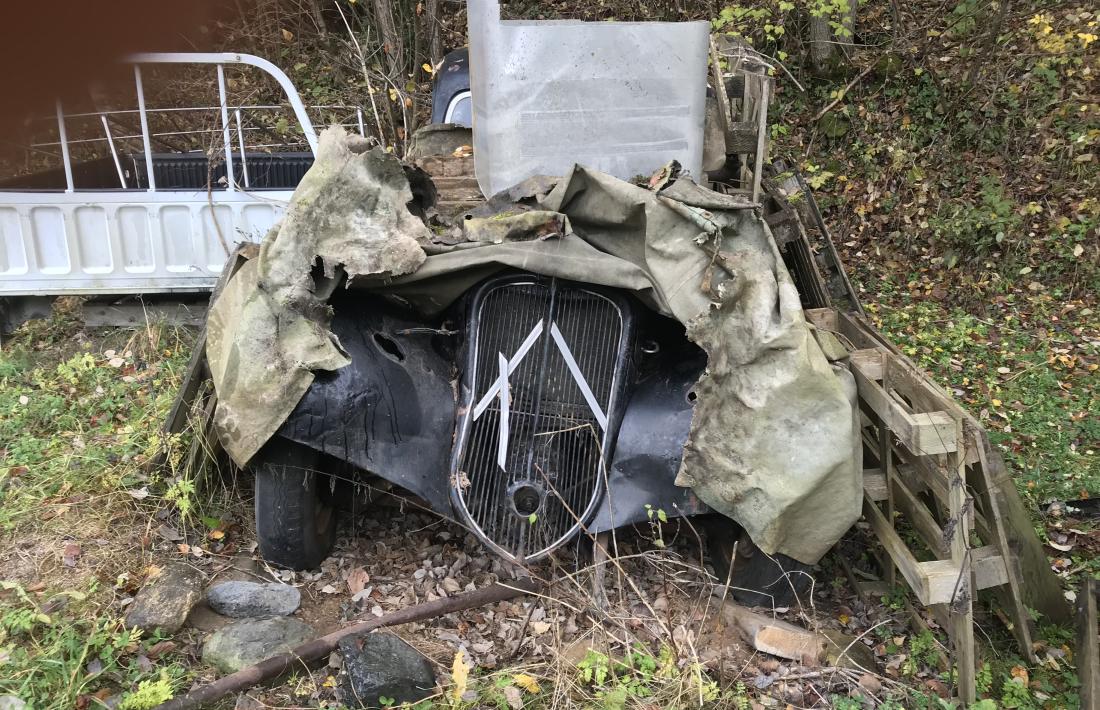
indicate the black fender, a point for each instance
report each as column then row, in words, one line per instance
column 392, row 411
column 649, row 447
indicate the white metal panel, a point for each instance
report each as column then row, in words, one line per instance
column 12, row 244
column 138, row 241
column 114, row 242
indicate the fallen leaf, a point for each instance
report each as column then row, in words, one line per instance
column 514, row 697
column 526, row 681
column 160, row 648
column 358, row 580
column 69, row 554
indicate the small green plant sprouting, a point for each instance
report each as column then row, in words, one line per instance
column 149, row 694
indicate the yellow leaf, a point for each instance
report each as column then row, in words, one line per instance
column 526, row 681
column 460, row 674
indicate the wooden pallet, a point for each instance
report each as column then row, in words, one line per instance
column 934, row 469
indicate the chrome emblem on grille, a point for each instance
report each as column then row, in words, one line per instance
column 499, row 388
column 541, row 380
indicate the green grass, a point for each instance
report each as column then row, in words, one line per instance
column 77, row 426
column 79, row 417
column 78, row 656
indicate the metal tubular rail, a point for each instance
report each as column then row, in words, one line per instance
column 221, row 58
column 152, row 240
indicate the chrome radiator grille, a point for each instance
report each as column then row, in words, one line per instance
column 542, row 377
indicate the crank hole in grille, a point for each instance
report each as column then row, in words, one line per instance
column 545, row 366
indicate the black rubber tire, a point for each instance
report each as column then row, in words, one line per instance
column 757, row 578
column 296, row 520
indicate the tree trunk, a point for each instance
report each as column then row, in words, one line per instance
column 435, row 37
column 392, row 45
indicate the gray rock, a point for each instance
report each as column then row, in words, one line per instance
column 249, row 641
column 165, row 600
column 206, row 619
column 244, row 600
column 381, row 664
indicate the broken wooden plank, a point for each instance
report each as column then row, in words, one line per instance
column 776, row 636
column 924, row 433
column 934, row 581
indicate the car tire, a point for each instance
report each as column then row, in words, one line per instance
column 296, row 519
column 757, row 579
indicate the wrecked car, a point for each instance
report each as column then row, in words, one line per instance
column 576, row 355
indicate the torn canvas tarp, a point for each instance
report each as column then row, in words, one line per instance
column 774, row 443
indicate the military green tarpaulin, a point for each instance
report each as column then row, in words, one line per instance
column 774, row 439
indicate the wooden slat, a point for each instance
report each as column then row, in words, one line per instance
column 1088, row 644
column 875, row 484
column 932, row 581
column 989, row 569
column 919, row 516
column 823, row 318
column 924, row 433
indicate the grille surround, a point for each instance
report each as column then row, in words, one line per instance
column 557, row 444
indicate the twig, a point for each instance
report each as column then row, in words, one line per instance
column 320, row 647
column 844, row 91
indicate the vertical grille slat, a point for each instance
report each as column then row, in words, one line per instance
column 554, row 437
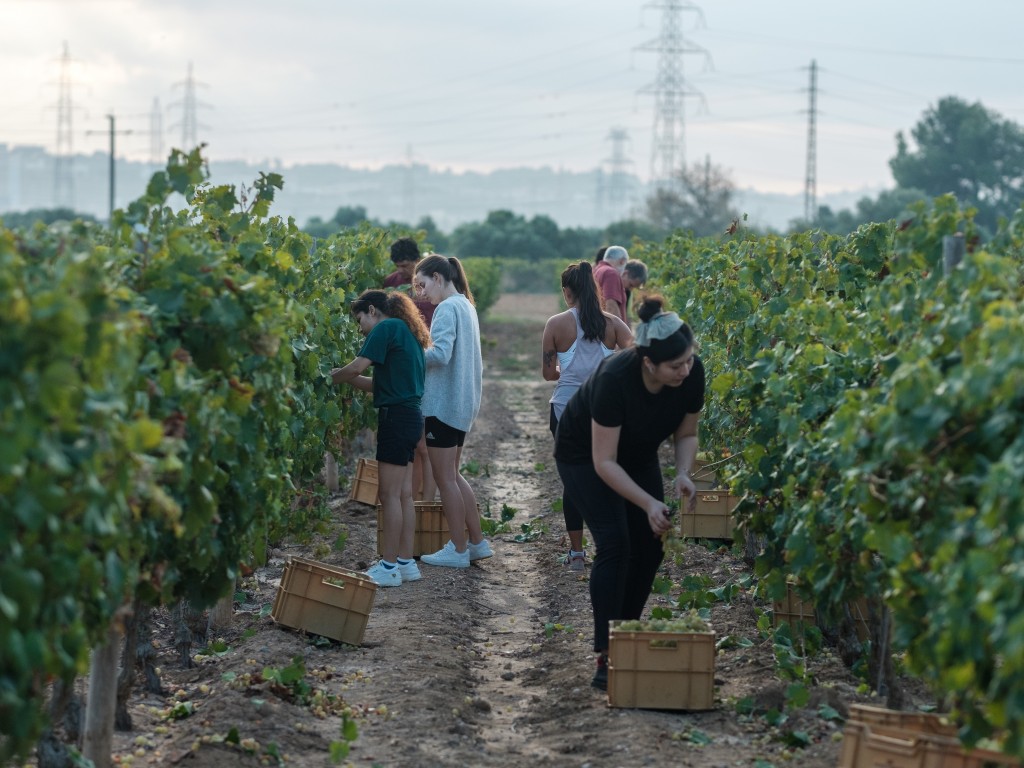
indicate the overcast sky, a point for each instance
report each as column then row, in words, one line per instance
column 483, row 84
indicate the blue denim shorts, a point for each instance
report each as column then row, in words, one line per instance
column 398, row 430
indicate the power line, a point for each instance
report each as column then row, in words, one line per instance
column 670, row 89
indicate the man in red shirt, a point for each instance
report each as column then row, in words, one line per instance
column 608, row 275
column 404, row 255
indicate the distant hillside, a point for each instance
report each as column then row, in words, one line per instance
column 391, row 194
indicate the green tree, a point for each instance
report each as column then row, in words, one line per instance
column 507, row 235
column 346, row 217
column 891, row 204
column 969, row 151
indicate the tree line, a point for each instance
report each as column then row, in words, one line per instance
column 956, row 147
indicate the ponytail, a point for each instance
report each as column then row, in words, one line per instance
column 579, row 279
column 451, row 270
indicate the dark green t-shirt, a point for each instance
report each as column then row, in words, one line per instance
column 398, row 365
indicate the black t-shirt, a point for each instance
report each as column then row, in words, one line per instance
column 615, row 396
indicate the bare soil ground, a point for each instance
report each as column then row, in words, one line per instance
column 485, row 667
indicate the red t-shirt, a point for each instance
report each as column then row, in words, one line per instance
column 394, row 280
column 610, row 285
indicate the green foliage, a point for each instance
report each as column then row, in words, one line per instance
column 484, row 278
column 77, row 467
column 523, row 275
column 966, row 150
column 164, row 392
column 875, row 406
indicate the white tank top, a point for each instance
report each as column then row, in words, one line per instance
column 576, row 365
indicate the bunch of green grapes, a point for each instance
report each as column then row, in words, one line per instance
column 688, row 623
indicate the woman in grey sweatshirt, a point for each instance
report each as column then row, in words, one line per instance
column 451, row 402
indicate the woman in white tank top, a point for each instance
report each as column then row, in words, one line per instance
column 573, row 344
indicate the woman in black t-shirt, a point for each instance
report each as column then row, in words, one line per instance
column 606, row 451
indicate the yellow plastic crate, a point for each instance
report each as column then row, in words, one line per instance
column 713, row 518
column 660, row 670
column 366, row 482
column 325, row 600
column 875, row 736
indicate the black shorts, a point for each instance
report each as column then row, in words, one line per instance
column 440, row 434
column 398, row 430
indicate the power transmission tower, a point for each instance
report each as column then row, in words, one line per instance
column 156, row 134
column 668, row 151
column 617, row 180
column 811, row 179
column 189, row 107
column 64, row 178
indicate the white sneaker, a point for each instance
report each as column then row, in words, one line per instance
column 480, row 551
column 384, row 577
column 410, row 571
column 448, row 557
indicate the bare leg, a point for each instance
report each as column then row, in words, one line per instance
column 443, row 463
column 576, row 540
column 393, row 482
column 469, row 503
column 408, row 537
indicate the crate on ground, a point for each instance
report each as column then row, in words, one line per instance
column 366, row 483
column 713, row 518
column 704, row 475
column 660, row 670
column 431, row 527
column 325, row 600
column 799, row 612
column 875, row 736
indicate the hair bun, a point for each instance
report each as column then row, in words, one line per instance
column 650, row 306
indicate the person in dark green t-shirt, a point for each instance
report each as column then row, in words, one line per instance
column 396, row 337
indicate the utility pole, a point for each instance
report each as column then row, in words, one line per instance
column 156, row 134
column 112, row 130
column 811, row 178
column 668, row 151
column 409, row 185
column 64, row 178
column 616, row 189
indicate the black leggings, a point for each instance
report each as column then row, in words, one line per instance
column 573, row 520
column 628, row 551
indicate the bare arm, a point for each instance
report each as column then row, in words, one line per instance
column 623, row 334
column 605, row 456
column 549, row 352
column 351, row 374
column 612, row 306
column 685, row 439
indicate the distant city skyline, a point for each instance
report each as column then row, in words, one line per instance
column 460, row 85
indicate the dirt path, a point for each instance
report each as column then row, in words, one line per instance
column 486, row 667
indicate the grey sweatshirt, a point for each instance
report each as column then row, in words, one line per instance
column 455, row 365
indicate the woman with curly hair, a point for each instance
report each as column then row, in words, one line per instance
column 396, row 338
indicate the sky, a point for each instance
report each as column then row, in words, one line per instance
column 479, row 85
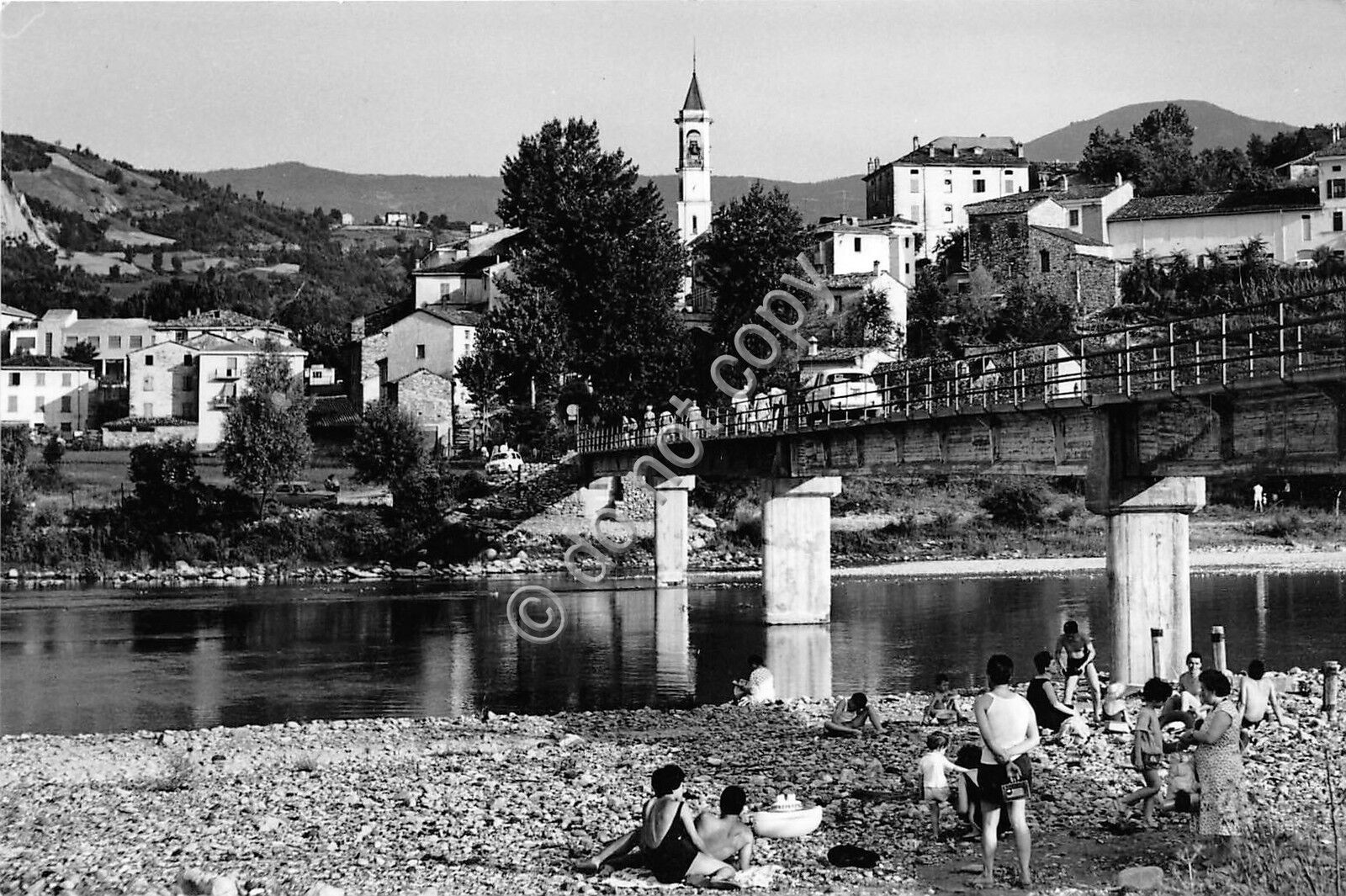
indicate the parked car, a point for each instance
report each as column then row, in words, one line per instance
column 303, row 494
column 504, row 460
column 840, row 395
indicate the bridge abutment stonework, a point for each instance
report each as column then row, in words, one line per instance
column 798, row 549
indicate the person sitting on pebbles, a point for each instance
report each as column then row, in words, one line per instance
column 850, row 718
column 726, row 837
column 944, row 704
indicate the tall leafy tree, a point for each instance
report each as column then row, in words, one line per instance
column 387, row 446
column 602, row 249
column 267, row 432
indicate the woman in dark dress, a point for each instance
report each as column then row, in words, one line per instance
column 672, row 848
column 1050, row 712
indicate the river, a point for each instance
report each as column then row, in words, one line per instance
column 104, row 660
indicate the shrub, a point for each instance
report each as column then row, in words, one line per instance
column 1016, row 503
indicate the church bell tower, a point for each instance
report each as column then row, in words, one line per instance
column 693, row 166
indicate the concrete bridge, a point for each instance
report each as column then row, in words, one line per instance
column 1143, row 413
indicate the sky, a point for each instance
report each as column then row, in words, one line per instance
column 798, row 90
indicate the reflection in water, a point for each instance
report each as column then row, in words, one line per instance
column 118, row 660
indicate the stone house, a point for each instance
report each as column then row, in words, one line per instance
column 1027, row 237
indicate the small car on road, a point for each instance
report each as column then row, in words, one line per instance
column 504, row 460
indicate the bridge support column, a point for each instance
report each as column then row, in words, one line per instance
column 1148, row 575
column 670, row 530
column 798, row 549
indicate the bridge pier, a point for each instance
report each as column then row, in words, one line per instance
column 670, row 530
column 1148, row 572
column 798, row 549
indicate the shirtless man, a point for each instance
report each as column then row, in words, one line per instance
column 850, row 716
column 724, row 835
column 1258, row 697
column 1076, row 655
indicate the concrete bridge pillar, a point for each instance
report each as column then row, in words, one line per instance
column 1148, row 577
column 670, row 530
column 1148, row 574
column 798, row 549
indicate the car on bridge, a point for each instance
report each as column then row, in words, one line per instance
column 840, row 395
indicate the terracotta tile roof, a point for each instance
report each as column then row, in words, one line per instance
column 1332, row 150
column 1016, row 204
column 1070, row 236
column 453, row 315
column 1233, row 202
column 219, row 318
column 42, row 361
column 989, row 157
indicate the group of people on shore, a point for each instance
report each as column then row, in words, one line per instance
column 994, row 778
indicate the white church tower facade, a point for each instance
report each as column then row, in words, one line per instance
column 693, row 166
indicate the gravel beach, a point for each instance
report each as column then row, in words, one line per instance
column 506, row 805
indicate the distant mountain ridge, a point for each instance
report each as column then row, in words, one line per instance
column 1215, row 125
column 474, row 197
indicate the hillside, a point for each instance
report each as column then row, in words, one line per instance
column 473, row 198
column 1216, row 127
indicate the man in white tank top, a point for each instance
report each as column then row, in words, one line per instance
column 1009, row 732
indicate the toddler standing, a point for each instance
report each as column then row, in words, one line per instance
column 935, row 782
column 1147, row 754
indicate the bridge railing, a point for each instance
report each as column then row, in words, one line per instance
column 1269, row 341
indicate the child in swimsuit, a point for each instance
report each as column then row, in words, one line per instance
column 944, row 704
column 1147, row 755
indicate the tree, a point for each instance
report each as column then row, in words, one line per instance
column 81, row 353
column 868, row 323
column 387, row 446
column 751, row 242
column 603, row 255
column 485, row 384
column 267, row 432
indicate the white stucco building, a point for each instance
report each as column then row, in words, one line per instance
column 932, row 183
column 40, row 390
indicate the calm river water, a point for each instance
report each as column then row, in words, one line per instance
column 105, row 660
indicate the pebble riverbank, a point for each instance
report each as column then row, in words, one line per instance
column 506, row 805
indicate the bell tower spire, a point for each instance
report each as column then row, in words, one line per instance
column 693, row 166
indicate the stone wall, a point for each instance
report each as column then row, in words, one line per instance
column 120, row 439
column 1096, row 276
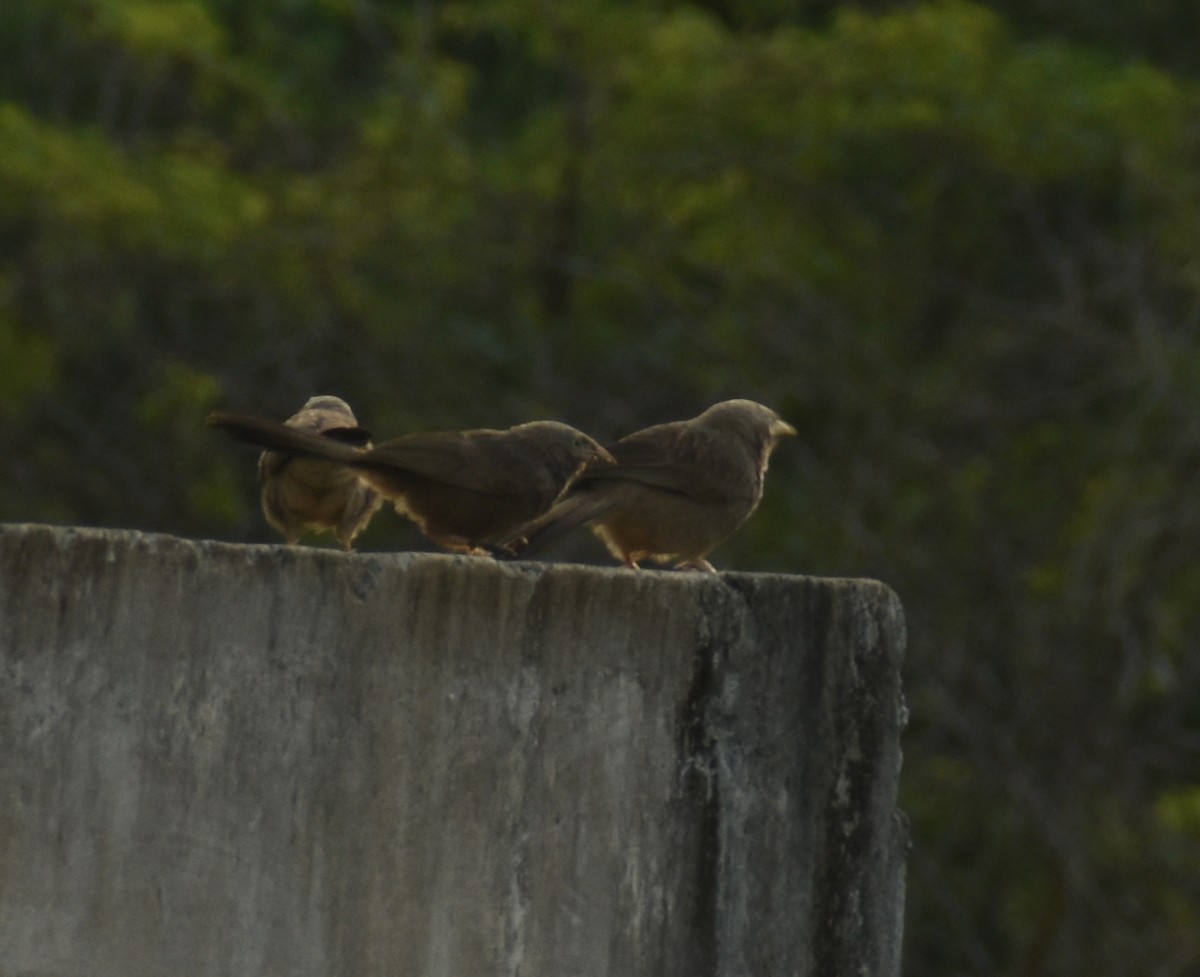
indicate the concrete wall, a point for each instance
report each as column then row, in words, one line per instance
column 258, row 761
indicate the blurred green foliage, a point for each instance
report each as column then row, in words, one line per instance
column 957, row 245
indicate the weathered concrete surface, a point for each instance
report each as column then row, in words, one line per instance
column 256, row 760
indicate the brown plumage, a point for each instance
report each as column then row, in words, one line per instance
column 303, row 493
column 463, row 489
column 676, row 491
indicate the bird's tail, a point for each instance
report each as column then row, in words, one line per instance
column 331, row 445
column 569, row 513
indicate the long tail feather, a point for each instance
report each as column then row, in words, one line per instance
column 570, row 513
column 279, row 437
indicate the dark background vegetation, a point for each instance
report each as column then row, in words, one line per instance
column 958, row 245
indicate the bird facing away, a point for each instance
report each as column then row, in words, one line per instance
column 676, row 491
column 304, row 493
column 463, row 489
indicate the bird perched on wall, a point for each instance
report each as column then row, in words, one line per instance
column 463, row 489
column 675, row 492
column 305, row 493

○ ○ ○

Request: Recast the rows above as a numbered list, starting at the beginning of the rows and running through the line with "column 545, row 366", that line included. Skip any blank lines and leave the pictures out.

Result for this task:
1. indicate the black fender, a point for each instance
2. report each as column then row, in words, one line per instance
3. column 392, row 411
4. column 649, row 447
5. indicate the white metal panel, a point for each instance
6. report each as column then row, in words, one line per instance
7. column 12, row 244
8. column 138, row 241
9. column 114, row 242
10. indicate the fallen leaf, a point for each instance
11. report each as column then row, in words, one line per instance
12. column 514, row 697
13. column 526, row 681
14. column 160, row 648
15. column 358, row 580
16. column 69, row 554
17. indicate the small green plant sprouting, a point for each instance
18. report each as column then row, in words, one line per instance
19. column 149, row 694
20. indicate the yellow leaf, a point for each instance
21. report each as column then row, in words, one line per instance
22. column 526, row 681
23. column 460, row 674
24. indicate the wooden pallet, a point for each instance
25. report each as column then row, in words, one line per instance
26. column 934, row 469
27. indicate the chrome emblem on grille, a point for each instance
28. report each as column then row, in words, one line per instance
29. column 499, row 388
30. column 541, row 380
31. indicate the green grass, a point for each instance
32. report each as column then row, in words, one line per instance
33. column 77, row 426
34. column 79, row 417
35. column 78, row 656
36. indicate the metal tubular rail, a point for each instance
37. report each as column then row, in words, one line per instance
38. column 221, row 58
39. column 152, row 240
40. indicate the chrome radiator grille, a point for each instance
41. report each as column then row, in words, one line per instance
42. column 542, row 377
43. indicate the crank hole in grille, a point for each instance
44. report each as column then row, in words, one line per instance
45. column 545, row 366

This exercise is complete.